TASK STATEMENT: In this exercise, return the whole listing exactly, excluding any images.

— START PROVIDED DATA —

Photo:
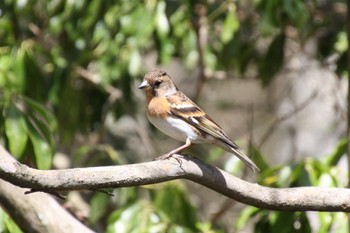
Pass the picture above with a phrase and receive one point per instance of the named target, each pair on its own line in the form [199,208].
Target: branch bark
[177,167]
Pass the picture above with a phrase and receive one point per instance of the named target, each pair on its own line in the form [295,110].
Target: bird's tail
[244,158]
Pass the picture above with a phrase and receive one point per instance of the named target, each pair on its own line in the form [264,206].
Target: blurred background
[272,73]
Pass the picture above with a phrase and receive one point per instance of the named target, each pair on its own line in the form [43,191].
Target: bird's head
[158,83]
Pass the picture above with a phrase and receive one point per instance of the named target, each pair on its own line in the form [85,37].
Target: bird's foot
[164,157]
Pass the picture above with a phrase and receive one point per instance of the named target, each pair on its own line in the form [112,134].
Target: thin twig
[285,117]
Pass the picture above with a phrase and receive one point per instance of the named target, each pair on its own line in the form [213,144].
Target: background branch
[178,167]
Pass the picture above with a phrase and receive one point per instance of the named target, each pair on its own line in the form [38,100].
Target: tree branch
[177,167]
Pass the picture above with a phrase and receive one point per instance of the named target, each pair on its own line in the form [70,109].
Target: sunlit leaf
[231,24]
[16,130]
[43,152]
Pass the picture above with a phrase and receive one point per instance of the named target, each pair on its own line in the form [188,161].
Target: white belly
[176,128]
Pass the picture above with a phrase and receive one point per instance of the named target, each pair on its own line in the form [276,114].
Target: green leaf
[15,130]
[42,111]
[273,60]
[231,24]
[42,150]
[98,207]
[173,196]
[245,216]
[337,153]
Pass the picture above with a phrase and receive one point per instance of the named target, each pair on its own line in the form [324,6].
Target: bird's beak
[144,84]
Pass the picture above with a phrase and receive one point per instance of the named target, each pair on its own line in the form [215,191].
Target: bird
[177,116]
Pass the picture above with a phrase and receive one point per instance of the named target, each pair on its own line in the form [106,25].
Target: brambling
[173,113]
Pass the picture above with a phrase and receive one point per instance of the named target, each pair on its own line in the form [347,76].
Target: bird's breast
[176,128]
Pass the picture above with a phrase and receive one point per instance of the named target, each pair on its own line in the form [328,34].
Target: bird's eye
[157,83]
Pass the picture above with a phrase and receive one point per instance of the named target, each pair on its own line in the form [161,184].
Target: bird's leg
[177,150]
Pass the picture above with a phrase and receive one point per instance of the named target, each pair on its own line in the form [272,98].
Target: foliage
[306,173]
[67,65]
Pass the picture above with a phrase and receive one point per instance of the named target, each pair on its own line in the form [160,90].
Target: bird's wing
[182,107]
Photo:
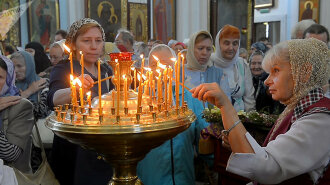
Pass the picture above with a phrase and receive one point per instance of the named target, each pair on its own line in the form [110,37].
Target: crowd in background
[33,82]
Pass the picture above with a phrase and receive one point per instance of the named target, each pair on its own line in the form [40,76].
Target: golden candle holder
[123,136]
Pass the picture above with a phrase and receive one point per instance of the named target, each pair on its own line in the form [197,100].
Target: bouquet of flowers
[258,119]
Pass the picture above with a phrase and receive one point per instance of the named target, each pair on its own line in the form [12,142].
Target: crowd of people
[290,78]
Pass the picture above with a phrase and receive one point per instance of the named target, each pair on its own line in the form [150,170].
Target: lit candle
[182,80]
[165,84]
[70,57]
[159,86]
[139,93]
[142,64]
[125,90]
[99,85]
[154,89]
[73,90]
[118,87]
[81,93]
[113,98]
[135,78]
[89,98]
[150,86]
[170,74]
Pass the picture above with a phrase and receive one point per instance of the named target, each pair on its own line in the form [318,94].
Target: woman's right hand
[9,101]
[37,85]
[212,93]
[87,80]
[34,87]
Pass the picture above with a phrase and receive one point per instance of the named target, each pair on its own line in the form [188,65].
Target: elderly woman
[42,62]
[264,101]
[16,121]
[31,86]
[296,151]
[71,163]
[198,68]
[173,161]
[236,70]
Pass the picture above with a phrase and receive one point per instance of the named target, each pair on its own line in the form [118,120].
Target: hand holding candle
[89,98]
[81,93]
[82,74]
[125,90]
[99,85]
[70,57]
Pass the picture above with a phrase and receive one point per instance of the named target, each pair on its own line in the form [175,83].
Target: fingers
[9,101]
[87,80]
[196,90]
[225,142]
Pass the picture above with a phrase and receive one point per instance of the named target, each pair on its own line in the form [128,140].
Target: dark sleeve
[8,152]
[20,123]
[40,108]
[59,79]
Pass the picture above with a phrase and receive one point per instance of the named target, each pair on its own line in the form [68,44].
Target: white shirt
[303,149]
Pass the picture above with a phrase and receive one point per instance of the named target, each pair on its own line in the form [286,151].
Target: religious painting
[13,35]
[111,14]
[241,18]
[138,21]
[43,21]
[164,20]
[263,4]
[309,9]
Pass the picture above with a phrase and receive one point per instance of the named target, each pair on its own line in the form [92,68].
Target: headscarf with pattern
[192,62]
[217,57]
[30,75]
[77,25]
[9,88]
[309,60]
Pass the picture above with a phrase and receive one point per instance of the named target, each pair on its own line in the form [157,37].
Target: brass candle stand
[123,137]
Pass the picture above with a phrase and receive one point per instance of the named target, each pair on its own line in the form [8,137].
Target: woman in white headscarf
[236,70]
[199,68]
[296,150]
[173,161]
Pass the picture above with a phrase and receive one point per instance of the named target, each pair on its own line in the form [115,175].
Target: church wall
[191,16]
[288,13]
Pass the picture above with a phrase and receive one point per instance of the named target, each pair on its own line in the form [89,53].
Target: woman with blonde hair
[296,150]
[239,76]
[71,163]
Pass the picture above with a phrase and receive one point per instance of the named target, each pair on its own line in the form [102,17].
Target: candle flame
[66,48]
[147,68]
[161,65]
[74,82]
[78,82]
[155,58]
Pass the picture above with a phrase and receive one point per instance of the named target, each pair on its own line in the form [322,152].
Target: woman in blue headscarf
[16,120]
[30,84]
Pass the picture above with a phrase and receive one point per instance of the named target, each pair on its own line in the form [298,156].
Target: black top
[60,79]
[264,101]
[73,165]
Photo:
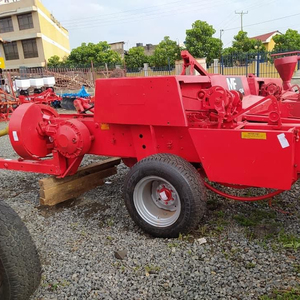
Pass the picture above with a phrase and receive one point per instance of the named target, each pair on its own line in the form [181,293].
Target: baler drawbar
[177,133]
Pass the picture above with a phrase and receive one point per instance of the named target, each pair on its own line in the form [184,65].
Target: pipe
[4,131]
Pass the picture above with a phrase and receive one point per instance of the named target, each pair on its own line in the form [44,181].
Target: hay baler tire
[20,270]
[165,195]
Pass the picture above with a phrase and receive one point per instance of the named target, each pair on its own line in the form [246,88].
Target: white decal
[163,196]
[15,136]
[283,141]
[231,83]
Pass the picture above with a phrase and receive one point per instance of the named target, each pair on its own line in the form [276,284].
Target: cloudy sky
[140,21]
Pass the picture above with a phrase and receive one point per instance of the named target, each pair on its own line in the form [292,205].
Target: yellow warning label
[254,135]
[2,63]
[104,126]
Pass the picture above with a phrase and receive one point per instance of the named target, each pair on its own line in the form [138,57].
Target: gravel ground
[249,251]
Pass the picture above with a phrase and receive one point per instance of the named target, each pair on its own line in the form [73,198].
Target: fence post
[246,62]
[216,64]
[146,66]
[257,64]
[222,65]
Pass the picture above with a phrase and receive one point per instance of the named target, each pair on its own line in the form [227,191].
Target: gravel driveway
[249,251]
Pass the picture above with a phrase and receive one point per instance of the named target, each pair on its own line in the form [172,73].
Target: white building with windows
[32,34]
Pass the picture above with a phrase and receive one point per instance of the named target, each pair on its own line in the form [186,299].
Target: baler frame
[233,137]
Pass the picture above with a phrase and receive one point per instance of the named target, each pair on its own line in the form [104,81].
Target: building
[32,34]
[118,47]
[148,49]
[267,39]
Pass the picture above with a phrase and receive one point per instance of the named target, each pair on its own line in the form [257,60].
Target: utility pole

— END PROVIDED DATA —

COMPLETED EXERCISE:
Photo:
Pass the picture above with a phrase and receive one point per instance of the named target, each pair on its own line in the form [199,208].
Target: branch bark
[177,167]
Pass the picture above with a phrase and receive one point per instance of the named target, each pair on its own line in the form [295,110].
Target: bird's tail
[244,158]
Pass the picture above with a phrase and receive one point per instance of the named target, each pair on its own line in the form [264,206].
Target: blurred background
[272,73]
Pass the picture above with a phrase and receive one point per instance of the named target, each pair on its own line in the form [43,191].
Target: bird's head
[158,83]
Pass the picture above with a phrase and receive one point per instance of the named target, each pair on its own line in the form [85,37].
Target: bird's foot
[164,157]
Pass the picture above with a phrase and receive one point per instance of the named target, each pair on its own line in the form [112,134].
Target: thin twig
[285,117]
Pass the picture above with a phrase and receive one point per instance of the named target, each pair on its own line in the form [213,144].
Target: background branch
[178,167]
Pass the picture above with a phrase and receive one point per instance of the named target, each pair on its own line in the form [38,100].
Target: tree branch
[177,167]
Pass the picture above with a phrase and receive one point per instance of the named target, each pair on its own line in the form [70,109].
Target: sunlit leaf
[231,24]
[16,130]
[43,152]
Pass the picture above with a phrase and receive one point per instance of the named target, each pair on its own line in the form [188,161].
Target: white belly
[176,128]
Pass the picture above with a phrase and receive one point per instance of the named target, each pair on its own line in the form [276,114].
Target: green leaf
[15,130]
[42,111]
[273,60]
[231,24]
[42,150]
[98,207]
[173,196]
[245,216]
[337,153]
Pass the picture above with a phrase and receive one point per instance of the named target, each pair on its own line in the form [324,6].
Target: bird's beak
[144,84]
Pass the picture above with a phrase and receive one point per instance of the named target, each pair on its own line in the form [215,191].
Target: bird
[177,116]
Pass the picture above with a phrase and receive one point per instance of the named target, each pair on its own line in the form [106,25].
Target: brambling
[173,113]
Pass the picture above with a phrase and receive one point per instance of the named target, each pair on its own line in the form [347,76].
Target: bird's breast
[176,128]
Pass the picture above with a phrase and receive one point per instance of the named target, each pair on its own line in the form [328,34].
Target: bird's eye
[157,83]
Pass the picture above with a phrase and receive one point per instance of the named target, each pair on its own line in the form [161,184].
Target: bird's leg
[177,150]
Pass the picture above with a phrase and receive one point per instance of the named target, each pair on its own line in the form [272,98].
Target: foliage
[306,173]
[67,65]
Pass the picture above with a phrase and receive one point per instance of the named target, each pair on its own line in the form [160,90].
Target: bird's wing
[182,107]
Photo:
Pass the picture above with a phrase and receive one point per instance of the named target, each pair on its own line in the form [110,37].
Target: crowd in background
[33,82]
Pass the picture above with a phrase and receive one point per instance of the named target, each pair on its own line in the form [40,76].
Target: golden candle holder
[123,136]
Pass the picture above with a phrase and receive one point per instance of the named target, each pair on its own line in the form [197,100].
Target: bouquet of flowers
[258,119]
Pass the picture above with a phrase and receive one point per instance of the named target, each pair on its own line in the form [12,142].
Target: crowd of people
[290,78]
Pass the picture above with a phrase and receive one point per instance of the named target, each pair on its own line in the form [150,170].
Target: lit candle
[182,80]
[165,84]
[70,57]
[159,86]
[139,93]
[142,64]
[125,90]
[99,85]
[154,89]
[73,90]
[118,87]
[81,93]
[113,98]
[135,78]
[89,98]
[150,86]
[170,74]
Pass the picture above with a phrase and receive one point per instance of the named target, each pair on its own line in the form [318,94].
Target: woman's right hand
[9,101]
[37,85]
[212,93]
[87,80]
[34,87]
Pass the picture above with a phrase and receive one point per instance of the named target, each pair on its own line in the form [188,65].
Target: elderly woman
[42,62]
[264,101]
[16,121]
[31,86]
[296,151]
[71,163]
[198,68]
[173,161]
[236,70]
Pass the picture above with a phrase and receive one point per instance of the named target, each pair on its own line in the form [118,120].
Target: hand holding candle
[89,98]
[81,93]
[82,74]
[125,90]
[99,85]
[70,57]
Pass the picture above with a phrase and receive one point per instance of the named target, each pair on its own line in the form [175,83].
Target: fingers
[9,101]
[87,80]
[196,90]
[225,142]
Pass the picture above with a phrase and receive one point per instance of the named target, each pair on its own line in the form [128,140].
Target: dark sleeve
[8,152]
[20,123]
[40,108]
[59,79]
Pass the picture above with a phrase and receive one point per instance of the named target, each pair on its own line in the form [68,44].
Target: white shirt
[303,149]
Pass the picture above with a phrase and receive one point per instance of the named target, each pair on its own line in the form [286,151].
Target: religious painting
[13,35]
[111,14]
[241,18]
[138,21]
[43,21]
[164,20]
[263,4]
[309,9]
Pass the picture above with a phrase and receive one point per instance of the named target, each pair on its own line in the form [92,68].
Target: headscarf with pattern
[192,62]
[217,57]
[30,75]
[77,25]
[9,88]
[309,60]
Pass the picture above with a phrase and receive one point per instance of the named target, each pair on its own line in the form [157,37].
Target: brass candle stand
[123,137]
Pass the picture above with a phrase and receive one point per instance of the named target, each pair on its own line in the form [8,137].
Target: woman in white headscarf
[236,70]
[199,68]
[296,150]
[173,161]
Pass the picture above with a phrase and receive one point per instance of the named target, each pair on its own line in the form [115,175].
Target: church wall
[191,16]
[288,13]
Pass the picture above with a phrase and receive one point per instance of the named target, each pair on its own line in the form [89,53].
Target: woman with blonde hair
[296,150]
[239,76]
[71,163]
Pass the picture above with a phrase and receive one point per instance of the named target, each pair on its own line in the form [102,17].
Target: candle flame
[66,48]
[147,68]
[161,65]
[74,82]
[78,82]
[155,58]
Pass the picture above with a phrase and receive one point per instance of the named target, each pair on its own line in the form [322,152].
Target: woman in blue headscarf
[16,120]
[30,84]
Pass the picture above with a phrase and receive one point per instance of the named target, each pair on its own line in the form [298,156].
Target: black top
[60,79]
[264,101]
[73,165]
Photo:
Pass the picture above with a phrase and receive one point per instance of the named target, each pair on its own line in the form [181,293].
Target: baler drawbar
[177,133]
Pass the picture above with a phrase and receive one point per instance of the named target, each pair on its own line in the form [184,65].
Target: pipe
[4,131]
Pass the picture above with a phrase and receive one point per instance of the named target, each pair on its own line in the form [44,181].
Target: hay baler tire
[20,270]
[165,195]
Pass the picture above with a phrase and receive one point per instance of the named target, each pair on its own line in the form [246,88].
Target: white decal
[163,196]
[15,136]
[283,141]
[231,83]
Pass the picture above with a phrase and receive one point per instance of the named target, each pair on its own line in the form [276,284].
Target: cloudy sky
[140,21]
Pass the picture above with a phrase and receive one point per instance of the named target, each pair on its own line in the form [292,205].
Target: yellow warning label
[254,135]
[2,63]
[104,126]
Pass the picture above with a phrase and receive one point per instance of the named target, each pair on its own line in the form [138,57].
Target: gravel ground
[249,251]
Pass the picture above with a phrase and receive one point per instance of the named target, each pair on its own line in the form [73,198].
Target: fence post
[246,62]
[216,64]
[146,66]
[257,64]
[222,65]
Pass the picture above with a phrase and receive one point per instance of the named target, each pair on its own line in the form [227,191].
Target: gravel driveway
[249,251]
Pass the picture above with a phrase and receive one point per instance of the named target, each pair on its own line in the form [172,73].
Target: white building with windows
[32,34]
Pass the picture above with a phrase and receive one point per instance of the named target, each pair on its own line in the form [186,299].
Target: baler frame
[233,137]
Pass the picture above with a phrase and receive one point per instance of the named target, each pair on its own line in the form [104,81].
Target: building
[32,34]
[118,47]
[148,49]
[267,39]
Pass the picture above with a phrase and receive one point per instance of the named target, each pair on its own line in the form [257,60].
Target: utility pole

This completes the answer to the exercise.